* _Consigna_:
Copia sin ningún cambio el tramo del material que comienza en la línea que contiene "Where can the stone railing" y termina en la línea que contiene "<point>336,59</point>", ambas incluidas.

* _Extractos del material_:
________________________
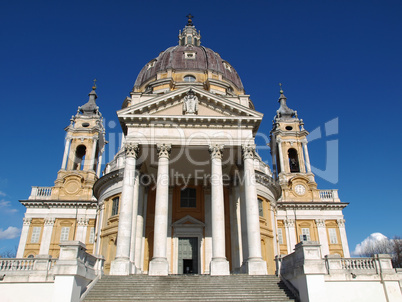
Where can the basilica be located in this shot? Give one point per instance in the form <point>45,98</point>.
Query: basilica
<point>187,193</point>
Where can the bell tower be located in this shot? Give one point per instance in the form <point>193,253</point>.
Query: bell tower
<point>291,163</point>
<point>85,141</point>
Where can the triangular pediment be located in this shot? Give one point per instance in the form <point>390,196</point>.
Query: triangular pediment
<point>171,104</point>
<point>188,221</point>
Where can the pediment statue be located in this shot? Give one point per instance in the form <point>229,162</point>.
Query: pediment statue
<point>190,103</point>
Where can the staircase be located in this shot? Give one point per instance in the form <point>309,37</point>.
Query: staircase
<point>189,288</point>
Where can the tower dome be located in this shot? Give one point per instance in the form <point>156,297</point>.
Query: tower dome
<point>189,63</point>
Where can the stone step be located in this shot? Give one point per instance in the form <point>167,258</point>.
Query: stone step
<point>189,288</point>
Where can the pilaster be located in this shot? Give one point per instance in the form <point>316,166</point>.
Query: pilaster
<point>219,263</point>
<point>159,265</point>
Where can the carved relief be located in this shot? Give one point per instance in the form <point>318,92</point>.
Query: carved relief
<point>216,151</point>
<point>248,151</point>
<point>289,223</point>
<point>320,223</point>
<point>49,221</point>
<point>341,222</point>
<point>131,150</point>
<point>27,221</point>
<point>164,150</point>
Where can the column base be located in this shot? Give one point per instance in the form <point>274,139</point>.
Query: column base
<point>219,267</point>
<point>158,267</point>
<point>120,267</point>
<point>255,267</point>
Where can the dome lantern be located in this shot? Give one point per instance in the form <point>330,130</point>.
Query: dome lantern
<point>189,35</point>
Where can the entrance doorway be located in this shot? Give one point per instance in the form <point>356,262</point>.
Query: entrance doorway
<point>188,255</point>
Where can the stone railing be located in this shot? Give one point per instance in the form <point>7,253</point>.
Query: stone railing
<point>36,269</point>
<point>41,193</point>
<point>16,264</point>
<point>333,278</point>
<point>358,263</point>
<point>329,195</point>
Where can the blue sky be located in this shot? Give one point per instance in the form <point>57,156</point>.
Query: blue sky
<point>336,59</point>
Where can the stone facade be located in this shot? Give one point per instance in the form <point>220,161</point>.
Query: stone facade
<point>187,192</point>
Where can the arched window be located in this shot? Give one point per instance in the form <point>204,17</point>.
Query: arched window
<point>293,161</point>
<point>79,157</point>
<point>189,78</point>
<point>260,207</point>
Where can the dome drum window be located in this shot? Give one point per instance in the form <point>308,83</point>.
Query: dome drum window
<point>189,55</point>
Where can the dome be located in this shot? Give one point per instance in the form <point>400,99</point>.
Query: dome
<point>203,65</point>
<point>176,58</point>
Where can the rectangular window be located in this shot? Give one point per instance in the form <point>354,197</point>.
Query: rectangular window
<point>260,207</point>
<point>115,206</point>
<point>306,234</point>
<point>92,235</point>
<point>188,198</point>
<point>333,239</point>
<point>35,234</point>
<point>64,233</point>
<point>280,236</point>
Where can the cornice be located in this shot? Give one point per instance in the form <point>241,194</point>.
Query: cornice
<point>89,204</point>
<point>282,205</point>
<point>269,183</point>
<point>108,179</point>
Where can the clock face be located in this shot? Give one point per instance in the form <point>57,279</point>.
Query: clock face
<point>300,189</point>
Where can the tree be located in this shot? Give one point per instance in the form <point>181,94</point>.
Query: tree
<point>393,247</point>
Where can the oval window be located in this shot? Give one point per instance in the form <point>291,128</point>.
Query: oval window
<point>189,79</point>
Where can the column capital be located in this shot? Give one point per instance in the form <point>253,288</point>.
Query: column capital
<point>26,221</point>
<point>320,223</point>
<point>82,221</point>
<point>131,150</point>
<point>49,221</point>
<point>289,222</point>
<point>216,150</point>
<point>341,222</point>
<point>248,151</point>
<point>164,150</point>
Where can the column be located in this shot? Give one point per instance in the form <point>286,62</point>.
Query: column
<point>23,237</point>
<point>139,229</point>
<point>169,229</point>
<point>290,234</point>
<point>98,170</point>
<point>344,239</point>
<point>281,155</point>
<point>219,264</point>
<point>322,236</point>
<point>307,157</point>
<point>99,224</point>
<point>159,265</point>
<point>46,236</point>
<point>82,226</point>
<point>255,264</point>
<point>93,159</point>
<point>208,229</point>
<point>122,265</point>
<point>235,228</point>
<point>275,228</point>
<point>134,220</point>
<point>66,148</point>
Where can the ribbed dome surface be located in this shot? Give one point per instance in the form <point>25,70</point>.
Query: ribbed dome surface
<point>175,58</point>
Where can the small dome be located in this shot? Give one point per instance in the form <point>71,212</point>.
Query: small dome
<point>189,55</point>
________________________
* _Solución_:
Where can the stone railing be located in this shot? Give one point per instance in the form <point>7,253</point>.
Query: stone railing
<point>36,269</point>
<point>41,193</point>
<point>16,264</point>
<point>333,278</point>
<point>358,263</point>
<point>329,195</point>
Where can the blue sky be located in this shot? Give one point per instance in the form <point>57,156</point>.
Query: blue sky
<point>336,59</point>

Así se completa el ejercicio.